**Work instruction:** Give back each entry unchanged, minus pictures.

Records from a data source
*** Begin section ***
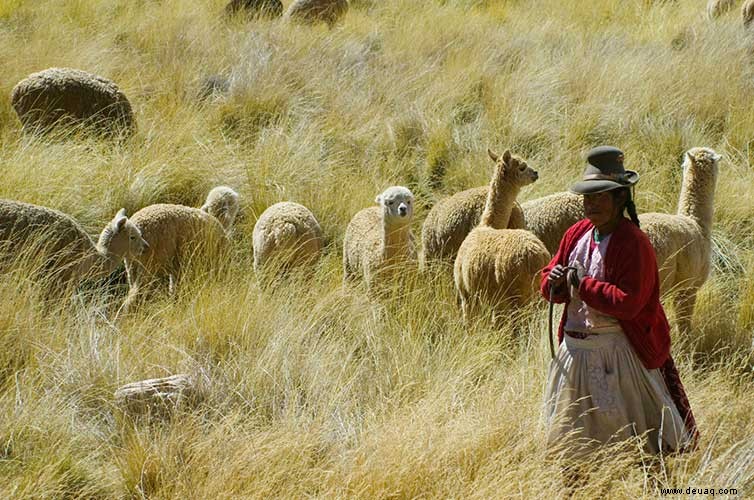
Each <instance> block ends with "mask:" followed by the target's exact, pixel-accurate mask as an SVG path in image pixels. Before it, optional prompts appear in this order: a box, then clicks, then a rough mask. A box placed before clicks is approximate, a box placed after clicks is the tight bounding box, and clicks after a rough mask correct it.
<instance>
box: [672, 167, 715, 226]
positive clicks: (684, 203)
mask: <svg viewBox="0 0 754 500" xmlns="http://www.w3.org/2000/svg"><path fill="white" fill-rule="evenodd" d="M700 173H701V172H698V171H697V170H696V169H694V168H692V167H689V168H688V169H687V170H686V171H685V172H684V175H683V185H682V186H681V195H680V198H679V200H678V215H683V216H686V217H690V218H691V219H693V220H694V221H695V222H696V223H697V224H699V227H701V228H702V232H703V234H704V236H705V237H709V235H710V233H711V231H712V217H713V215H714V211H715V183H716V182H717V172H716V171H714V170H709V171H706V172H704V173H709V175H700Z"/></svg>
*** End section ***
**Solution:**
Each <instance> block ends with "mask:" followed by the target's exact, pixel-accurate mask as an SVG path in image pixels. Before it, optional prompts appear in this order: a box, then clicks, then a rough mask. A box placed before clicks is approximate, a box placed after clicks is the tight bounding box, and clicks after a rough mask correct it.
<instance>
box: [672, 167, 715, 226]
positive clicks: (684, 203)
mask: <svg viewBox="0 0 754 500" xmlns="http://www.w3.org/2000/svg"><path fill="white" fill-rule="evenodd" d="M700 173H701V172H698V171H697V170H696V169H694V168H692V167H689V168H688V169H687V170H686V171H685V172H684V175H683V185H682V186H681V195H680V198H679V200H678V215H683V216H686V217H690V218H691V219H693V220H694V221H695V222H696V223H697V224H699V227H701V228H702V232H703V234H704V236H705V237H709V235H710V233H711V231H712V217H713V215H714V211H715V183H716V182H717V172H716V171H714V170H709V171H706V172H704V173H709V175H700Z"/></svg>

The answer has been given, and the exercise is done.